> Written problem:
Copy the data below, putting "stone slab" wherever "rock slab" appears and leaving everything else untouched.

> Provided records:
== == ==

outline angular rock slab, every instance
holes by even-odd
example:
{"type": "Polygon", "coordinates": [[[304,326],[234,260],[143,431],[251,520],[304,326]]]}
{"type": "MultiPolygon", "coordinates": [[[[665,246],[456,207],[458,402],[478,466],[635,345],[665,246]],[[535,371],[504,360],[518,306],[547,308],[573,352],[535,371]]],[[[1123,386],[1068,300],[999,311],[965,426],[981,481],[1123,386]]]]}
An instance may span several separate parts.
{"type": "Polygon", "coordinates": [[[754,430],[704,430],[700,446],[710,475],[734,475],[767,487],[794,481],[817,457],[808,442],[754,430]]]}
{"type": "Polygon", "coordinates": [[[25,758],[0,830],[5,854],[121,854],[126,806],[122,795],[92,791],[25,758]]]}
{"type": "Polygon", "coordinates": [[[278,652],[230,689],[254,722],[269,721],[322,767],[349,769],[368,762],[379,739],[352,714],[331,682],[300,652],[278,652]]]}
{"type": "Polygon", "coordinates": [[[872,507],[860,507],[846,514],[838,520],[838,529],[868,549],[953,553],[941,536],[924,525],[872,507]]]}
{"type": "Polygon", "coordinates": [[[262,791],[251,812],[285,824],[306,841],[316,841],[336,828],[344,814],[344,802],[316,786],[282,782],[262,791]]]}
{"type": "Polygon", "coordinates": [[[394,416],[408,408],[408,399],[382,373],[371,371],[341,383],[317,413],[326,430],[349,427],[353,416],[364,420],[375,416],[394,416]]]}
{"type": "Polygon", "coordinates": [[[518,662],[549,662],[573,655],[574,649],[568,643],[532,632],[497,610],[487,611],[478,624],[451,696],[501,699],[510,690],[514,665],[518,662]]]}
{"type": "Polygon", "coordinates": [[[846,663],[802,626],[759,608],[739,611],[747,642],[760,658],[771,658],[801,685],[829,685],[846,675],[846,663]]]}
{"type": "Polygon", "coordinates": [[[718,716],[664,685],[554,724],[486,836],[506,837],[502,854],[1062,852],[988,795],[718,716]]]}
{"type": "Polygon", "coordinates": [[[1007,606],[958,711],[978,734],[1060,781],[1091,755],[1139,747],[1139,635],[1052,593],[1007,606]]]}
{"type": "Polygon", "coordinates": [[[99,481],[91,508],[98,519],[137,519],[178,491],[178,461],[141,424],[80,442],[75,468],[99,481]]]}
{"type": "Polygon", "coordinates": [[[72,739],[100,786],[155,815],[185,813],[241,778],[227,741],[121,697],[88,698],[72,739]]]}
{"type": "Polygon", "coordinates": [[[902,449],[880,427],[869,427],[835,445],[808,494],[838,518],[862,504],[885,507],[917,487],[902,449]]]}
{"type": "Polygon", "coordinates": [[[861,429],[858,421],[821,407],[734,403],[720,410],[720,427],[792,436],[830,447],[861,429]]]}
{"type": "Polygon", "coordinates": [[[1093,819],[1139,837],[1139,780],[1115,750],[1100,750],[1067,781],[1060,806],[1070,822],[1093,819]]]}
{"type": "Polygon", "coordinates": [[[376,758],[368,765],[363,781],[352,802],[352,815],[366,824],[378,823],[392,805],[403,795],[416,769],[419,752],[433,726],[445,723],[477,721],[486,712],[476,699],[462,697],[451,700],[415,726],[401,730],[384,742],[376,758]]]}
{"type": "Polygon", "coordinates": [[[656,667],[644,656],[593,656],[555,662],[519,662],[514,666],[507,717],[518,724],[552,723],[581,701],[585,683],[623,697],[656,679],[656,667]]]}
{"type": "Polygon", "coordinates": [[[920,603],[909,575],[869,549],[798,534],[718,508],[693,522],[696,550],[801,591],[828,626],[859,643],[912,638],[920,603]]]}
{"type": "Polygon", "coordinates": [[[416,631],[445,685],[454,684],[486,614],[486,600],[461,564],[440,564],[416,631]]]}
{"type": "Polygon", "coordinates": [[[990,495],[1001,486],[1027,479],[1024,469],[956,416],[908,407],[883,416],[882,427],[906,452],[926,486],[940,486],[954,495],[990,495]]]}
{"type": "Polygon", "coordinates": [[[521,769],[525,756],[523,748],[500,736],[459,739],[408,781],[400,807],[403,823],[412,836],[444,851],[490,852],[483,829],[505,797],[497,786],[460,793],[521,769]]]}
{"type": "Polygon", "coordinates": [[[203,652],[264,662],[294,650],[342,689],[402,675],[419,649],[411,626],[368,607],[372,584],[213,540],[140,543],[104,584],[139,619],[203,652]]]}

== == ==

> In response:
outline angular stone slab, every instance
holes by even-odd
example:
{"type": "Polygon", "coordinates": [[[304,326],[234,260],[143,431],[251,520],[304,326]]]}
{"type": "MultiPolygon", "coordinates": [[[[665,246],[456,207],[458,402],[478,466],[635,345],[665,246]],[[535,371],[504,360],[518,306],[547,308],[573,352],[535,371]]],[[[1123,386],[1068,300],[999,311],[965,426],[981,481],[1123,386]]]]}
An instance may span several separate parts.
{"type": "Polygon", "coordinates": [[[754,430],[704,430],[700,446],[710,475],[734,475],[767,487],[794,481],[817,457],[808,442],[754,430]]]}
{"type": "Polygon", "coordinates": [[[25,758],[0,830],[5,854],[121,854],[126,806],[122,795],[92,791],[25,758]]]}
{"type": "Polygon", "coordinates": [[[278,652],[230,689],[254,722],[269,721],[322,767],[349,769],[368,762],[379,739],[352,714],[331,682],[300,652],[278,652]]]}
{"type": "Polygon", "coordinates": [[[872,507],[860,507],[846,514],[838,520],[838,529],[868,549],[953,553],[941,536],[924,525],[872,507]]]}
{"type": "Polygon", "coordinates": [[[262,791],[251,812],[285,824],[306,841],[316,841],[336,828],[344,814],[344,802],[316,786],[282,782],[262,791]]]}
{"type": "Polygon", "coordinates": [[[394,416],[408,408],[408,399],[382,373],[371,371],[341,383],[317,413],[326,430],[349,427],[353,416],[364,420],[375,416],[394,416]]]}
{"type": "Polygon", "coordinates": [[[518,662],[549,662],[573,655],[574,649],[568,643],[532,632],[497,610],[487,611],[478,624],[451,696],[501,699],[510,690],[514,665],[518,662]]]}
{"type": "Polygon", "coordinates": [[[846,663],[802,626],[759,608],[739,611],[747,642],[760,658],[771,658],[801,685],[829,685],[846,675],[846,663]]]}
{"type": "Polygon", "coordinates": [[[718,716],[664,685],[554,724],[486,836],[506,837],[502,854],[1062,852],[988,795],[718,716]]]}
{"type": "Polygon", "coordinates": [[[1007,606],[958,711],[978,734],[1060,781],[1091,755],[1139,747],[1139,635],[1052,593],[1007,606]]]}
{"type": "Polygon", "coordinates": [[[99,481],[91,508],[98,519],[137,519],[178,491],[178,461],[141,424],[80,442],[75,468],[99,481]]]}
{"type": "Polygon", "coordinates": [[[72,739],[100,786],[155,815],[185,813],[241,778],[227,741],[121,697],[88,698],[72,739]]]}
{"type": "Polygon", "coordinates": [[[902,449],[880,427],[869,427],[835,445],[808,494],[838,518],[862,504],[885,507],[917,487],[902,449]]]}
{"type": "Polygon", "coordinates": [[[861,429],[858,421],[821,407],[734,403],[720,410],[720,427],[792,436],[830,447],[861,429]]]}
{"type": "Polygon", "coordinates": [[[1093,819],[1139,837],[1139,780],[1115,750],[1100,750],[1067,781],[1060,806],[1070,822],[1093,819]]]}
{"type": "Polygon", "coordinates": [[[376,758],[368,765],[363,781],[352,802],[352,815],[366,824],[378,823],[392,805],[403,795],[416,769],[419,752],[433,726],[445,723],[477,721],[486,712],[476,699],[462,697],[451,700],[415,726],[401,730],[384,742],[376,758]]]}
{"type": "Polygon", "coordinates": [[[656,667],[644,656],[593,656],[555,662],[519,662],[514,666],[507,717],[518,724],[552,723],[581,701],[585,683],[623,697],[656,679],[656,667]]]}
{"type": "Polygon", "coordinates": [[[920,603],[909,575],[869,549],[798,534],[718,508],[693,522],[696,550],[801,591],[828,626],[859,643],[912,638],[920,603]]]}
{"type": "Polygon", "coordinates": [[[416,631],[445,685],[454,684],[486,614],[486,600],[461,564],[440,564],[416,631]]]}
{"type": "Polygon", "coordinates": [[[990,495],[1001,486],[1027,479],[1024,469],[956,416],[908,407],[883,416],[882,427],[906,452],[926,486],[940,486],[954,495],[990,495]]]}
{"type": "Polygon", "coordinates": [[[521,769],[525,756],[523,748],[500,736],[459,739],[408,781],[400,807],[403,823],[412,836],[444,851],[490,852],[483,829],[505,797],[497,786],[460,793],[521,769]]]}
{"type": "Polygon", "coordinates": [[[203,652],[264,662],[294,650],[342,689],[402,675],[419,649],[411,626],[368,607],[372,584],[213,540],[140,543],[104,584],[139,619],[203,652]]]}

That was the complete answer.